## WORK TO DO
a) Decide whether each statement agrees with the Capri travel guide, answering yes or no and quoting the deciding words: (i) The plan reaches Capri by ferry from Sorrento. (ii) The writers visited Capri in July. (iii) Ischia is suggested as a quieter alternative to Capri.
b) Proceed with the Capri travel guide, writing new text that follows its final sentence.

## PAGE EXCERPT
- - - -

Part 3: One Day In Capri
The third leg of our 7 days in the Amalfi Coast takes us to the “celebrity” of the coast. We’ll start the day with a drive from Amalfi to catch the ferry to Capri from Sorrento and spend the rest of the day exploring the island. Spending the night in Capri, we’ll see what’s in store when the bulk of the tourists have left and enjoy a beautiful morning stroll in the island’s remote side.
Follow all the places mentioned in this section with this companion map, simply click on the image to open Google Maps
Day 5: Capri
Capri’s status of extreme glamor far outweighs its geographical size. Over the years, Hollywood stars, royalty and folks with lots of cash, have elevated Capri high above its closest neighbors. Though Capri boasts incredible natural scenery of intense blue meeting sheer limestone cliffs, its biggest drawbacks are its unbearable crowds and the cost of pretty much everything. If it’s the serenity that you’re after, consider swapping Capri for the less popular island of Ischia. Here are a few essential tips for visiting Capri.
Capri Travel Tips
- When is the best time to visit Capri? The best way to answer this question is recommending when to avoid Capri and that would be during July and August. We visited at the start of June and Capri was crammed with tourists. It was bearable but unpleasant at the same time.

- - - -

## RECORDED INFORMATION
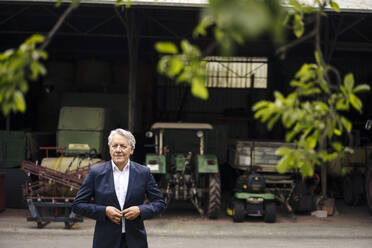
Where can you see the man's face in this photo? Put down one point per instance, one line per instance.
(120, 150)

- - - -

## TASK-BY-TASK ANSWERS
a)
(i) Yes: "catch the ferry to Capri from Sorrento"
(ii) No: "We visited at the start of June"
(iii) Yes: "consider swapping Capri for the less popular island of Ischia"

b)
- How to get to Capri by ferry? The only way to reach Capri is by boat and unless you own or charter one, the ferry is the way to go. Ferries to Capri depart in the summer season from most major Amalfi Coast towns, including Naples, with frequency the highest from the major ports of Naples and Sorrento. We took the ferry from Sorrento and paid about 20€ each way. Unless you are flexible with your time, I recommend buying your tickets in advance since finding parking and long queues may cause you to miss your desired departure time. Check out this website which lists ferry schedules to Capri from various shipping lines.
- Taking the ferry to Capri with a car: it is not possible to take a car to Capri so you will need to park it somewhere before boarding the ferry. There are several parking garages along the access road to the port (Via Luigi de Maio), usually charging 20€ for 24 hours. Since the location was quite central, we stayed longer after returning from Capri and explored Sorrento. The total cost was 40€ in our case.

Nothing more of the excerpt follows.